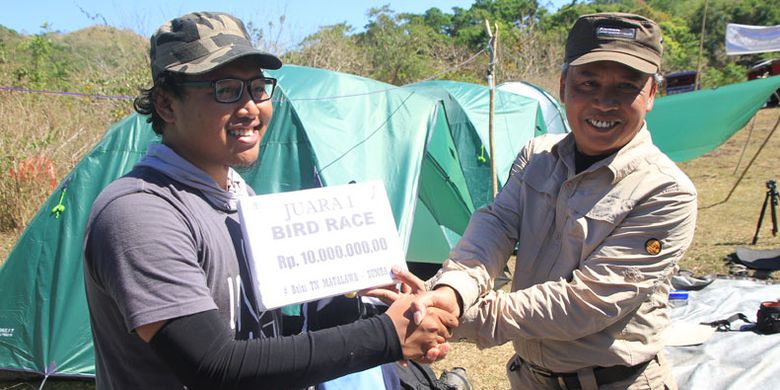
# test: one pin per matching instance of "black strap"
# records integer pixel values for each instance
(725, 325)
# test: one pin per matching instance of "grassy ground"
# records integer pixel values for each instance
(721, 227)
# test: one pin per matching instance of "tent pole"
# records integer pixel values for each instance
(492, 46)
(747, 141)
(748, 166)
(701, 46)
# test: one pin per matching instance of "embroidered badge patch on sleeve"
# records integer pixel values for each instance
(653, 246)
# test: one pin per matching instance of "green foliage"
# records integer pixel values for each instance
(729, 74)
(44, 67)
(680, 46)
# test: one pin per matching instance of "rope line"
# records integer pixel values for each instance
(76, 94)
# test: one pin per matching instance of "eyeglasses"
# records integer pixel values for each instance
(230, 90)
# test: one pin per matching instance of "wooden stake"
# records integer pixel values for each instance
(493, 48)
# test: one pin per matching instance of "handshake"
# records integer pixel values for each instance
(423, 319)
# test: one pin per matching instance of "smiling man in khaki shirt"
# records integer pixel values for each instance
(600, 218)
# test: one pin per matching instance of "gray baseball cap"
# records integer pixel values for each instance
(629, 39)
(199, 42)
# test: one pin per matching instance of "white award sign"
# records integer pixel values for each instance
(311, 244)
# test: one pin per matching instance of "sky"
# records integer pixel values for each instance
(302, 17)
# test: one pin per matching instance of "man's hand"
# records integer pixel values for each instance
(409, 284)
(425, 342)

----

* **Exercise brief**
Restate the listing above word for word, and skip the pictures.

* **Result of the exercise**
# test: one pin per matching instance of "black strap"
# records integer pixel values for each instance
(725, 325)
# test: one pin per matching instance of "grassy ground"
# records integer pixel values for each instance
(721, 227)
# test: one pin per matching instance of "tent pole"
# records integer pixel values for each instance
(492, 46)
(747, 141)
(748, 166)
(701, 46)
# test: one pin per matching instance of "embroidered badge patch on sleeve"
# records integer pixel values for each instance
(653, 246)
# test: one pin per matching instance of "green foliage"
# records integer pixel values for each instance
(729, 74)
(44, 67)
(680, 46)
# test: one pin per matching instance of "rope line"
# records integer pixel values for each instance
(76, 94)
# test: one pin per matching instance of "eyeglasses"
# records integer pixel values for each instance
(230, 90)
# test: one pin per matching instance of "wooden stake"
# records integer pixel values for each instance
(493, 48)
# test: one pin per matching instance of "handshake"
# records integer pixel values for each instance
(423, 319)
# test: one pin per matching instance of "smiling man in khaki shirt"
# records integer pixel values for each instance
(600, 218)
# test: one pin per matching instance of "gray baseball cap"
# records integer pixel values for each instance
(629, 39)
(199, 42)
# test: one pin per matching instance of "white award sign"
# records integer pixel values for each instance
(311, 244)
# test: one pin per matching instance of "sky"
# records integer pixel values for each instance
(302, 17)
# test: one pin per matching instance of "man's hand"
# records integer pixel values for each instance
(409, 284)
(425, 342)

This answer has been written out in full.